Please return every one of the lines below word for word, leaving out the pictures.

▶ [Data]
_ _ _ _ _

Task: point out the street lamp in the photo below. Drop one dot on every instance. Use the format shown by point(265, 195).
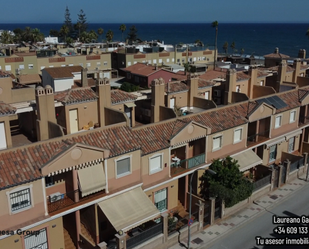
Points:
point(190, 201)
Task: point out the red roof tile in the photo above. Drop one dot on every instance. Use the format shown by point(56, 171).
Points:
point(119, 96)
point(76, 95)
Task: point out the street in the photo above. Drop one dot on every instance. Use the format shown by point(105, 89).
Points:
point(244, 236)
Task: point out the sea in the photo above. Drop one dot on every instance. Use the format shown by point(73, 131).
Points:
point(254, 38)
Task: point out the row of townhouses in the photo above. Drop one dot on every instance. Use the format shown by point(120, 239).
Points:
point(86, 166)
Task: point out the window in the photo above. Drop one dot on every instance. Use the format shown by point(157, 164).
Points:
point(292, 116)
point(8, 68)
point(238, 88)
point(237, 135)
point(39, 240)
point(155, 164)
point(291, 144)
point(123, 167)
point(49, 181)
point(278, 121)
point(217, 143)
point(20, 199)
point(272, 153)
point(160, 198)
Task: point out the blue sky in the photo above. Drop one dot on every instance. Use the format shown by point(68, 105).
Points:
point(139, 11)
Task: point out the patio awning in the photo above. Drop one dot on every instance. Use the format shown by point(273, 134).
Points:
point(293, 134)
point(275, 141)
point(247, 160)
point(91, 179)
point(129, 209)
point(129, 105)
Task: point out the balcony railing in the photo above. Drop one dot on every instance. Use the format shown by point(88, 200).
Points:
point(259, 137)
point(295, 165)
point(57, 202)
point(261, 183)
point(303, 119)
point(144, 235)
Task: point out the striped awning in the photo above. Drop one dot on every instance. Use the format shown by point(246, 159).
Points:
point(129, 209)
point(91, 179)
point(247, 160)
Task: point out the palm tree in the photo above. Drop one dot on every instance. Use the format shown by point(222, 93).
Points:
point(215, 25)
point(122, 28)
point(109, 36)
point(64, 31)
point(100, 32)
point(225, 47)
point(233, 46)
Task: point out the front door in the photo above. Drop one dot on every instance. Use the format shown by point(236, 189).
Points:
point(73, 121)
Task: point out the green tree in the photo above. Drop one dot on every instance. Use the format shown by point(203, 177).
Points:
point(100, 32)
point(6, 37)
point(122, 28)
point(67, 19)
point(225, 47)
point(215, 25)
point(233, 46)
point(37, 35)
point(109, 36)
point(132, 35)
point(228, 184)
point(81, 24)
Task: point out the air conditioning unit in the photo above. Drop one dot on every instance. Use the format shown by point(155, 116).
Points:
point(56, 197)
point(217, 93)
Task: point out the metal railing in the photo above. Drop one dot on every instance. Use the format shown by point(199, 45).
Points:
point(254, 138)
point(144, 235)
point(295, 165)
point(261, 183)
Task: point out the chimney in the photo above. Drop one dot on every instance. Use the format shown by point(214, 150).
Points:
point(192, 82)
point(104, 94)
point(230, 85)
point(157, 98)
point(45, 111)
point(302, 54)
point(84, 72)
point(253, 80)
point(296, 73)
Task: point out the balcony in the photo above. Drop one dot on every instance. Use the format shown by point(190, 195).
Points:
point(257, 138)
point(62, 202)
point(179, 166)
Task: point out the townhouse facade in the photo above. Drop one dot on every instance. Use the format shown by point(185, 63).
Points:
point(45, 186)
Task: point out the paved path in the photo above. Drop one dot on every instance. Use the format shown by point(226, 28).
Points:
point(206, 237)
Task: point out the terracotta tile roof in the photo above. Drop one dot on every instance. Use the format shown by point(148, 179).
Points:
point(119, 96)
point(156, 137)
point(4, 74)
point(62, 72)
point(76, 95)
point(141, 69)
point(176, 87)
point(29, 78)
point(276, 55)
point(6, 109)
point(23, 165)
point(223, 118)
point(205, 83)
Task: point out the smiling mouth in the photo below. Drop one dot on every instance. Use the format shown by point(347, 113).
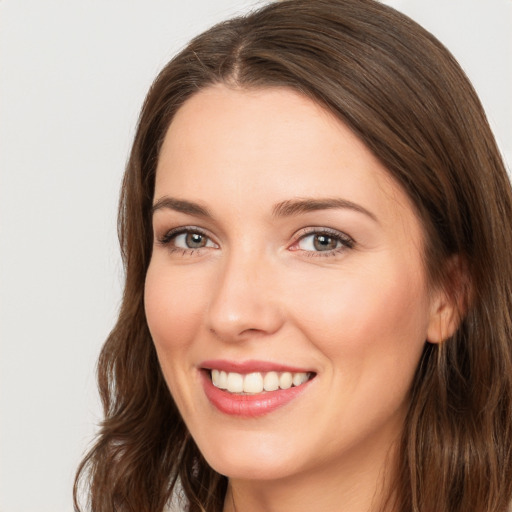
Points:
point(257, 382)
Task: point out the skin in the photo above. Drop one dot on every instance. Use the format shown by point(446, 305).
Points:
point(358, 315)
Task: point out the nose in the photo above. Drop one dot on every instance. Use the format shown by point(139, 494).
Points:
point(245, 302)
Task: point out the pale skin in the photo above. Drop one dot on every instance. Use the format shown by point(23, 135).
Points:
point(334, 284)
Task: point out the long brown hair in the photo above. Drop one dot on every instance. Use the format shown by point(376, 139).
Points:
point(405, 96)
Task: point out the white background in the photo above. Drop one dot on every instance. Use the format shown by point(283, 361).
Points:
point(73, 75)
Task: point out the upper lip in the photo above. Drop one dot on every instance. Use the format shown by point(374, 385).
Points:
point(250, 366)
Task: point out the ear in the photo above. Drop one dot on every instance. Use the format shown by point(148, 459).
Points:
point(449, 301)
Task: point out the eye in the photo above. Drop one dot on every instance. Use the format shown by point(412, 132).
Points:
point(323, 241)
point(188, 239)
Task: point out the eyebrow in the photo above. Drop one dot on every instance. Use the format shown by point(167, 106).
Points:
point(182, 206)
point(301, 206)
point(286, 208)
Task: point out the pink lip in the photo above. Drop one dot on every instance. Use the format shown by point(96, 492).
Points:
point(249, 366)
point(248, 406)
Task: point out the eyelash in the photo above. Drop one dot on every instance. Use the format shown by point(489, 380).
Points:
point(346, 241)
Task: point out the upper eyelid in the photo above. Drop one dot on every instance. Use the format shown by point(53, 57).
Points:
point(298, 235)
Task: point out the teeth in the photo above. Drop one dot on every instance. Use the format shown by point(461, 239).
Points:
point(257, 382)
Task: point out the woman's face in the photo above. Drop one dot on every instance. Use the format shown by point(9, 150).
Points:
point(284, 255)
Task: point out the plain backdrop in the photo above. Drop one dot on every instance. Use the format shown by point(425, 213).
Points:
point(73, 75)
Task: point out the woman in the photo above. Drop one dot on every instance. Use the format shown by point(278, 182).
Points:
point(315, 222)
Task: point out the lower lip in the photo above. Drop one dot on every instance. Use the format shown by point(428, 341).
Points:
point(249, 406)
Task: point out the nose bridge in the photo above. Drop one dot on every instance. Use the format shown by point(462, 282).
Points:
point(244, 300)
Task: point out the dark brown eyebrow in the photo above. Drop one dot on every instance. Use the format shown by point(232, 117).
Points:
point(305, 205)
point(182, 206)
point(283, 209)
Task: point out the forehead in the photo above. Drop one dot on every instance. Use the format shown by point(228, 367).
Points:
point(245, 149)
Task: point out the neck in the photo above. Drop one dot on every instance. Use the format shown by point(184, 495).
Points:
point(360, 483)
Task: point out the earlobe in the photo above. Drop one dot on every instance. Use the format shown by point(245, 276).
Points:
point(449, 302)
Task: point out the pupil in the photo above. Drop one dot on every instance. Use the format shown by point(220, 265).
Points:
point(324, 243)
point(195, 240)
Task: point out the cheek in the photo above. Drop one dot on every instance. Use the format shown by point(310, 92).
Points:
point(174, 304)
point(364, 315)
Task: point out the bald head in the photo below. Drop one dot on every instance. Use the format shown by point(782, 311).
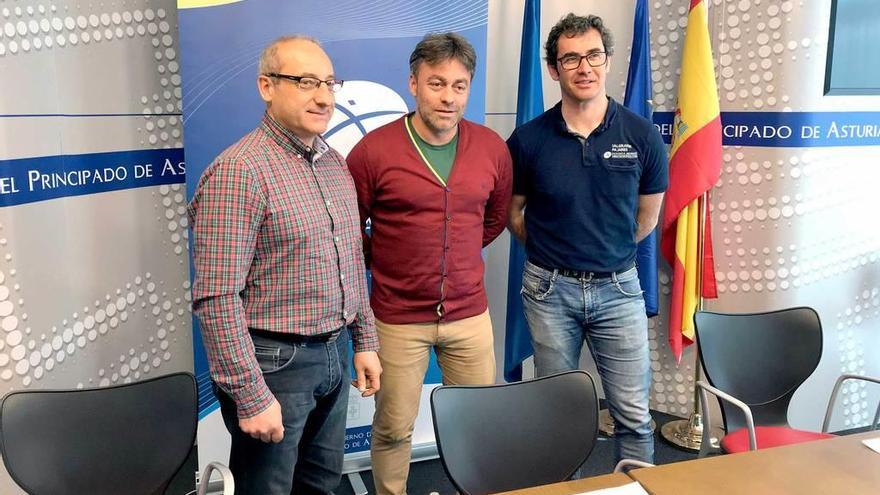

_ _ _ _ _

▶ [Output of the task]
Task: point out the street lamp in the photo below. Drop one dot on every instance. Use the format shown by point(265, 195).
Points:
point(190, 201)
Task: point out the red roof tile in the photo above. Drop one dot on every instance. Use the format shown by point(56, 171).
Points:
point(119, 96)
point(76, 95)
Task: point out the street in the photo above. Drop one dot on every instance. Use the format shown by point(105, 89).
Points:
point(244, 236)
Task: point out the sea in the photo above. Drop one dot on every instance. Use the format shown by point(73, 131).
Points:
point(254, 38)
Task: point out the row of townhouses in the photo above. Drop one dot on every instance. Use the format shown by point(120, 239).
Points:
point(86, 166)
Task: point out the window in the photo above. Drop one dot on every instance. Use the format shown by point(157, 164).
Points:
point(292, 116)
point(8, 68)
point(238, 88)
point(237, 135)
point(39, 240)
point(155, 164)
point(291, 144)
point(123, 167)
point(49, 181)
point(278, 121)
point(217, 143)
point(20, 199)
point(272, 153)
point(160, 198)
Task: point out the blue sky in the photo above. Drop one dot on every instance. Use the format shown by point(68, 105).
Points:
point(139, 11)
Task: point out the patio awning in the photo above. Drop one dot on every instance. Use the format shown by point(273, 134).
Points:
point(293, 134)
point(275, 141)
point(247, 160)
point(91, 179)
point(129, 209)
point(129, 105)
Task: point out the balcony railing in the photo above. Drop one dot on every instance. Use the format shown by point(88, 200).
Points:
point(259, 137)
point(295, 165)
point(57, 202)
point(261, 183)
point(303, 119)
point(144, 235)
Task: point out the striped awning in the photo above. Drop one dot on every instance. Use the format shown by point(246, 159).
Points:
point(129, 209)
point(91, 179)
point(247, 160)
Task: point out the palm tree in the photo above. Drop one dot on every instance. Use the format shown by point(222, 93).
Points:
point(215, 25)
point(122, 28)
point(109, 36)
point(64, 31)
point(100, 32)
point(225, 47)
point(233, 46)
Task: point out the front door in the photo above. Drop one dot on every instance. Use the format shown by point(236, 189).
Points:
point(73, 121)
Task: point out the green tree in the photo above. Drop one dot on every instance. Use the format shown by point(203, 177).
Points:
point(100, 32)
point(6, 37)
point(122, 28)
point(67, 19)
point(225, 47)
point(215, 25)
point(233, 46)
point(37, 35)
point(109, 36)
point(132, 35)
point(228, 184)
point(81, 24)
Task: point out the air conditioning unit in the photo above. Drop one dot on every instance. Use the format shown by point(155, 116).
Points:
point(56, 197)
point(217, 93)
Task: point out the metal railing in the photo above. Drop one dot on every instance. Use the format shown by point(199, 45).
Points:
point(254, 138)
point(144, 235)
point(295, 165)
point(261, 183)
Task: point out the chimney in the photo above. Drop one dot on every instance. Use the format shown by point(214, 150).
Points:
point(192, 82)
point(104, 94)
point(230, 85)
point(157, 98)
point(45, 111)
point(302, 54)
point(84, 72)
point(253, 80)
point(296, 73)
Task: point out the balcony in the photo above. Drop one dot on every instance. Use the format shown by point(190, 195).
Points:
point(257, 138)
point(62, 202)
point(179, 166)
Task: point out the townhouse facade in the photo above. Drop one dot on every instance. Use the format shown by point(185, 63).
Points:
point(45, 186)
Task: point out the paved path in the photo above. Drop one dot on every instance. Use the format shown by point(226, 28).
Points:
point(206, 237)
Task: point out the terracotta tile roof in the photo above. Drop one dot on every instance. Use the format shown by point(148, 179).
Points:
point(119, 96)
point(156, 137)
point(4, 74)
point(62, 72)
point(76, 95)
point(141, 69)
point(176, 87)
point(29, 78)
point(276, 55)
point(6, 109)
point(23, 165)
point(223, 118)
point(205, 83)
Task: point out the smiling mouth in the photo below. Drop one dot on every instance. Use the format shown by point(347, 113).
Points:
point(257, 382)
Task: point out the skin in the photo above. Drop one dot on every instance. Use the format shown by point(446, 305).
Points:
point(358, 315)
Task: point out the nose in the photo above. Drop one dot on every instance. Use the format shown by point(139, 494).
Points:
point(245, 302)
Task: point out the pale skin in the photo above. Drop one dot on every instance. Use the format shown by point(23, 135).
Points:
point(334, 284)
Task: point out the long brown hair in the photo above. Drop one dot on every instance. Use the format shown by point(376, 139).
Points:
point(405, 96)
Task: point out the white background in the photo above. Drop one dot on every instance. Use the format shown by point(283, 361).
Points:
point(73, 75)
Task: point out the upper lip in the photo above. Drop one dot on every instance. Use the format shown by point(374, 385).
Points:
point(250, 366)
Task: point out the ear in the photo above. Drop one dot on every instance. Use the format shown by point(148, 459).
Points:
point(449, 301)
Task: point out the eye in the photo above. Drop one dot on every instance. Use the format shown by point(412, 132).
Points:
point(323, 241)
point(188, 239)
Task: point out the eyebrow in the photo above. Drop one dot on every instance. Use the format shown by point(167, 106).
Points:
point(182, 206)
point(301, 206)
point(286, 208)
Task: point out the pink lip in the photo above. Drop one dot on every instance. Use the format shown by point(96, 492).
Points:
point(249, 366)
point(248, 406)
Task: point out the eyelash in the photo above. Drop one dot on every instance. Use the format shown by point(489, 380).
Points:
point(346, 241)
Task: point out the upper eyelid in the photo above. Drop one dot on every instance. Use the format shown by point(53, 57).
Points:
point(298, 235)
Task: point out the teeth in the photo above. Drop one dot on every instance. Use the format shown by point(461, 239).
Points:
point(257, 382)
Task: point out the woman's face in the photo above. Drop one dot on every instance. Use the format shown by point(9, 150).
Points:
point(284, 255)
Task: point out the plain backdrop in the photo above. Drop one dot on every instance. Use the format shown by point(425, 213).
Points:
point(73, 75)
Task: point out the woman in the photo above. Drop one dot on every instance. Use the format shown by point(278, 182).
Points:
point(315, 222)
Task: point out the lower lip in the photo above. Drop one dot on every instance. Use the format shown by point(428, 341).
Points:
point(249, 406)
Task: point out the nose bridge in the photo above. Drop one dot on every instance. Use the format shown by point(462, 282).
Points:
point(244, 300)
Task: point out the dark brown eyebrow in the photo above. Drop one dot on every instance. Use the format shown by point(232, 117).
Points:
point(305, 205)
point(182, 206)
point(283, 209)
Task: point out the forehead in the photo above. Drop one dot on every instance. Use the format shown by point(228, 367).
Points:
point(245, 149)
Task: point out the neck in the photo above. Drop one dot on every instance. Use the format shown by point(184, 495).
Points:
point(360, 483)
Task: point out the earlobe in the photo above. Drop one dot on every instance. Use the format shown by point(245, 276).
Points:
point(449, 302)
Task: point out the pupil in the photo above. Drop one dot on every instance. Use the format shown by point(220, 265).
Points:
point(324, 243)
point(195, 240)
Task: point out the cheek in the photo above. Drop one dot on every instance. Use the format shown by point(310, 92).
Points:
point(174, 304)
point(364, 315)
Task: point out the bald head in the photo below. Drop one dot on every instance. Use the format shown by point(782, 311).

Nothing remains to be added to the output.